Страница 17 из 62
В то же время он требовал от писателей обыкновенных житейских сюжетов, простоты изложения и отсутствия эффектных коленец. «Зачем это писать, – недоумевал он, – что кто-то сел на подводную лодку и поехал к Северному полюсу искать какого-то примирения с людьми, а в это время его возлюбленная с драматическим воплем бросается с колокольни? Все это неправда, и в действительности этого не бывает. Надо писать просто: о том, как Петр Семенович женился на Марье Ивановне. Вот и все. И потом, зачем эти подзаголовки: психический этюд, жанр, новелла? Все это одни претензии. Поставьте заглавие попроще, – все равно, какое придет в голову, – и больше ничего. Также поменьше употребляйте кавычек, курсивов и тире – это манерно».
Еще учил он, чтобы писатель оставался равнодушным к радостям и огорчениям своих героев. «В одной хорошей повести, – рассказывал он, – я прочел описание приморского ресторана в большом городе. И сразу видно, что автору в диковинку и эта музыка, и электрический свет, и розы в петлицах, и что он сам любуется на них. Так – нехорошо. Нужно стоять вне этих вещей, и хотя знать их хорошо, до мелочи, но глядеть на них как бы с презрением, сверху вниз. И выйдет верно».
VIII
Сын Альфонса Додэ в своих воспоминаниях об отце упоминает о том, что этот талантливый французский писатель полушутя называл себя «продавцом счастья». К нему постоянно обращались люди разных положений за советом и за помощью, приходили со своими огорчениями и заботами, и он, уже прикованный к креслу неизлечимой, мучительной болезнью, находил в себе достаточно мужества, терпения и любви к человеку, чтобы войти душой в чужое горе, утешить, успокоить и ободрить.
Чехов, конечно, по своей необычайной скромности и по отвращению к фразе, никогда не сказал бы о себе ничего подобного, но как часто приходилось ему выслушивать тяжелые исповеди, помогать словом и делом, протягивать падающему свою нежную и твердую руку. В своей удивительной объективности стоя выше частных горестей и радостей, он все знал и видел. Но ничто личное не мешало его проникновению. Он мог быть добрым и щедрым не любя, ласковым и участливым – без привязанности, благодетелем – не рассчитывая на благодарность. И в этих чертах, которые всегда оставались неясными для его окружающих, кроется, может быть, главная разгадка его личности.
Пользуясь позволением одного моего друга, я приведу коротенький отрывок из чеховского письма. Дело в том, что этот человек переживал большую тревогу во время первой беременности горячо любимой жены и, по правде сказать, порядочно докучал А. П. своей болью. И вот Чехов однажды написал ему:
«Скажите вашей жене, чтобы не беспокоилась, все обойдется благополучно. Роды будут продолжаться часов двадцать, а потом наступит блаженнейшее состояние, когда она будет улыбаться, а вам будет хотеться плакать от умиления. Двадцать часов – это обыкновенный maximum для первых родов».

******

Порядок работы => Дословно приведите фрагмент текста о Чехове, начиная со слов «Чехов, конечно, по» и заканчивая словами «разгадка его личности.» включительно.

******

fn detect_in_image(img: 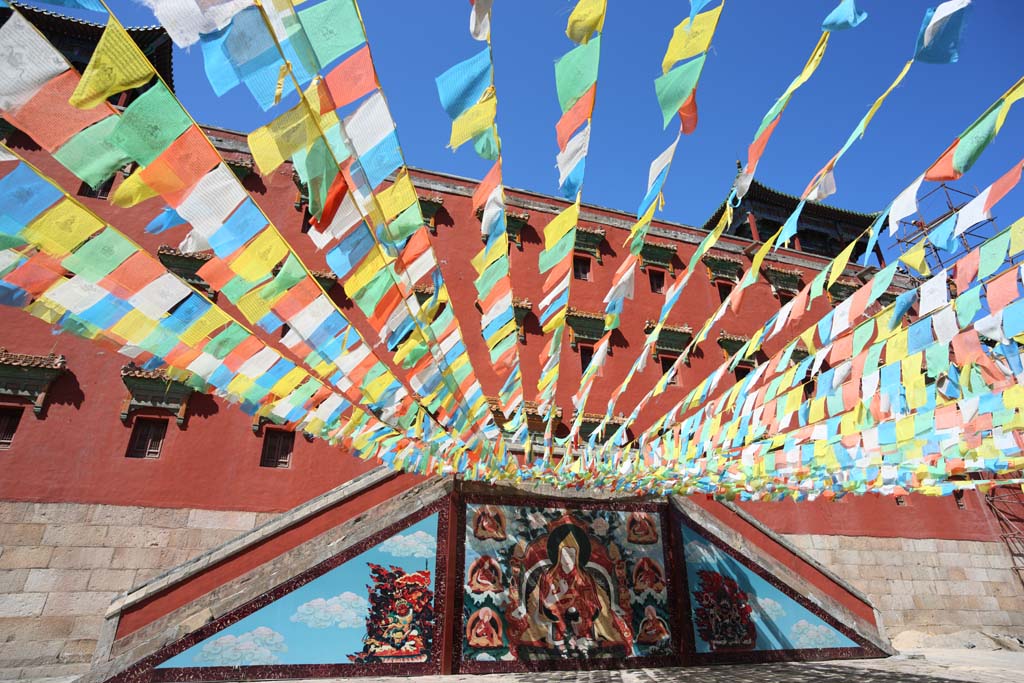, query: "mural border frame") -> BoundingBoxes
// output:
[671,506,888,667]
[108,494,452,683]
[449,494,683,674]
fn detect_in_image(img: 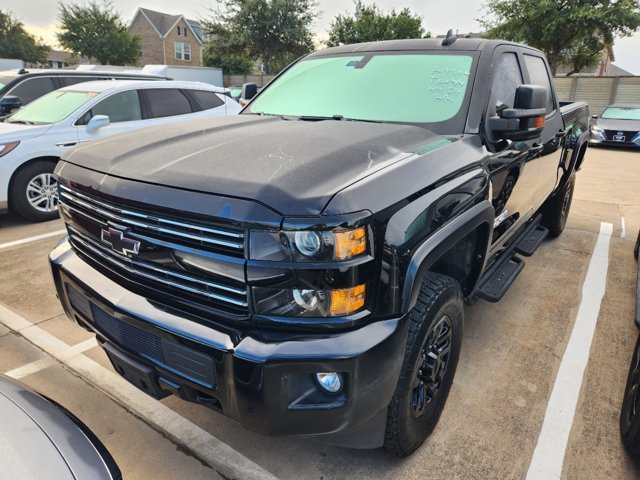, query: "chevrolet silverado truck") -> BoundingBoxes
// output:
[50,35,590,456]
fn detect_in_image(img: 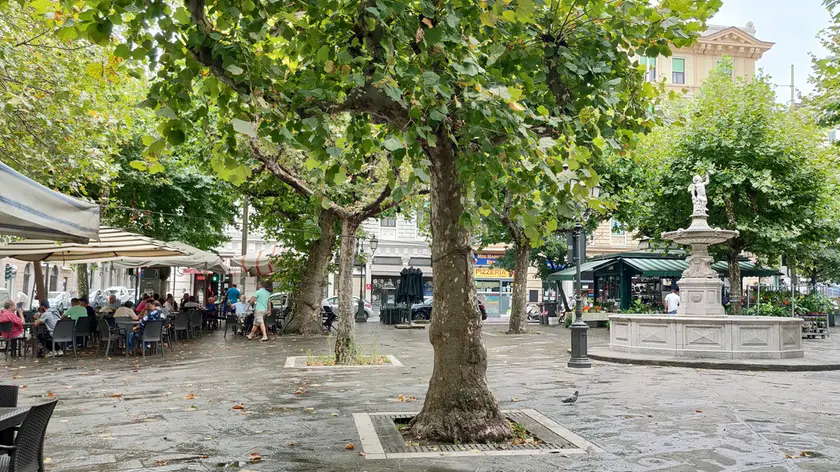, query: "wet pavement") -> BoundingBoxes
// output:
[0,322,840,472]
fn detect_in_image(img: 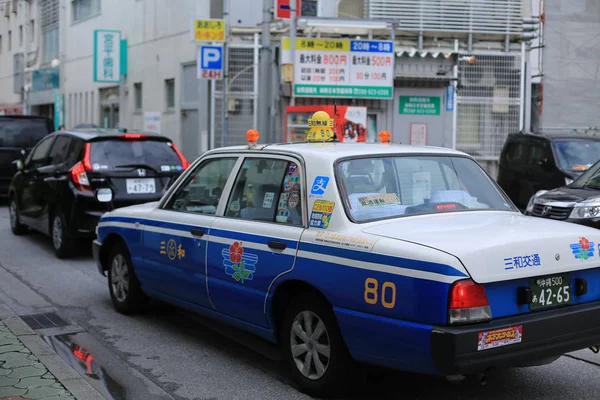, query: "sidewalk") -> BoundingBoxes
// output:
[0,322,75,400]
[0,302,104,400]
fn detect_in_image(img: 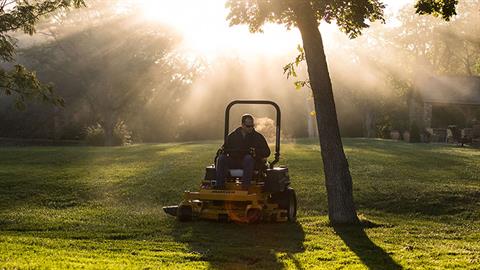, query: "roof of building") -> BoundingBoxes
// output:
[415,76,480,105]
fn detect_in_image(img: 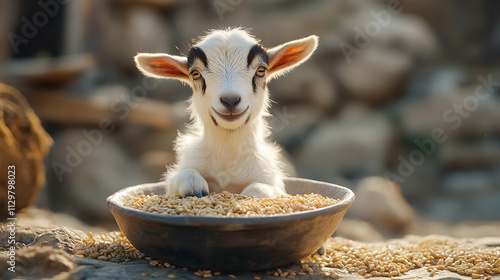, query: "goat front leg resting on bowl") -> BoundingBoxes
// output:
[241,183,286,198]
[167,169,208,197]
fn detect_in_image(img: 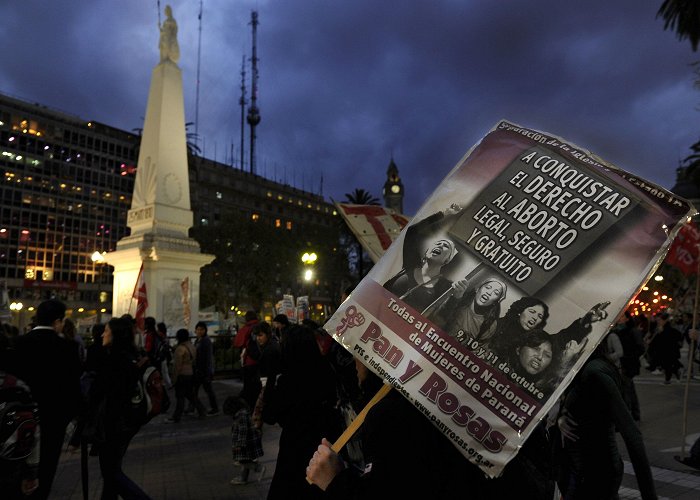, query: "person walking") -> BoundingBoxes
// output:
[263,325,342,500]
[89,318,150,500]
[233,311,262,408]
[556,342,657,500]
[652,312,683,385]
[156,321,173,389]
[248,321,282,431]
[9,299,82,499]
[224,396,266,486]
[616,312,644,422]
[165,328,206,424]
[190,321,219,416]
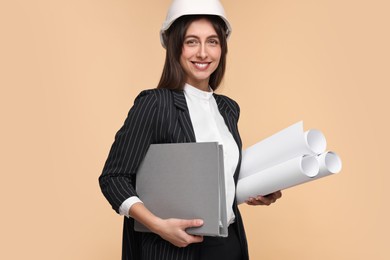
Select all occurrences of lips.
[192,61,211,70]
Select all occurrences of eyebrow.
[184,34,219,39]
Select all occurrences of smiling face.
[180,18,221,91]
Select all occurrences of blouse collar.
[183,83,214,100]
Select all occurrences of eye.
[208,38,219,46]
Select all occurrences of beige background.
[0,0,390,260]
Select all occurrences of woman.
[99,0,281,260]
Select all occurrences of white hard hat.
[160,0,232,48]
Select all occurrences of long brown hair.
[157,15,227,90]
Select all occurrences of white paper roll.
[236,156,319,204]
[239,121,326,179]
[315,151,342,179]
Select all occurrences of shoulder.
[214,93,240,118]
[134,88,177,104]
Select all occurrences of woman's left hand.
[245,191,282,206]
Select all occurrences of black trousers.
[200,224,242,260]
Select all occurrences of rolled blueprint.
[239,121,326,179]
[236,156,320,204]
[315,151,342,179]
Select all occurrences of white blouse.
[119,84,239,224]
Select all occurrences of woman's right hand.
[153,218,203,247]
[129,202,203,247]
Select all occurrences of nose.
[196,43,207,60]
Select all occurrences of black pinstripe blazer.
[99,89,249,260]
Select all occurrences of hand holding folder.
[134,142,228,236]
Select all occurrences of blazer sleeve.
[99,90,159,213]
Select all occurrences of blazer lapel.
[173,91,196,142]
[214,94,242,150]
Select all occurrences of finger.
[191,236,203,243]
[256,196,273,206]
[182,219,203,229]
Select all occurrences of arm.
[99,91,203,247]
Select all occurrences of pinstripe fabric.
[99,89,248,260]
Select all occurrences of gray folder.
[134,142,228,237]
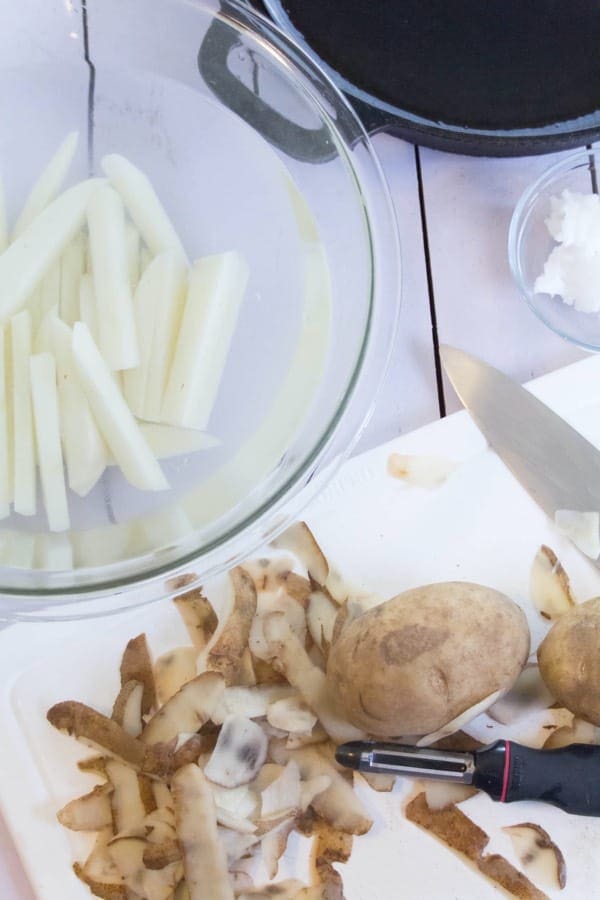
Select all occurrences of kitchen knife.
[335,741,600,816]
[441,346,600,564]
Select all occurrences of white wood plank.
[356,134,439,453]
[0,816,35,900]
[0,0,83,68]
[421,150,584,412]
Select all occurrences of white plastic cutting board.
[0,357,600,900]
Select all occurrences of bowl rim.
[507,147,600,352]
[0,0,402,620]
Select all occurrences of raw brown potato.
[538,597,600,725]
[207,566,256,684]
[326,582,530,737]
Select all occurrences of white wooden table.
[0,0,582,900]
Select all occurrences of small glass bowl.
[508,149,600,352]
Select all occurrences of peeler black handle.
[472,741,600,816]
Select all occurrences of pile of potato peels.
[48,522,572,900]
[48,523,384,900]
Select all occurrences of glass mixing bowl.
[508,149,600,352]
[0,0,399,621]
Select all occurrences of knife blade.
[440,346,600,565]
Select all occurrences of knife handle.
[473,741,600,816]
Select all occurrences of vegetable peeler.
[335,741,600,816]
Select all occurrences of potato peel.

******

Результат выполнения =>
Чехов, конечно, по своей необычайной скромности и по отвращению к фразе, никогда не сказал бы о себе ничего подобного, но как часто приходилось ему выслушивать тяжелые исповеди, помогать словом и делом, протягивать падающему свою нежную и твердую руку. В своей удивительной объективности стоя выше частных горестей и радостей, он все знал и видел. Но ничто личное не мешало его проникновению. Он мог быть добрым и щедрым не любя, ласковым и участливым – без привязанности, благодетелем – не рассчитывая на благодарность. И в этих чертах, которые всегда оставались неясными для его окружающих, кроется, может быть, главная разгадка его личности.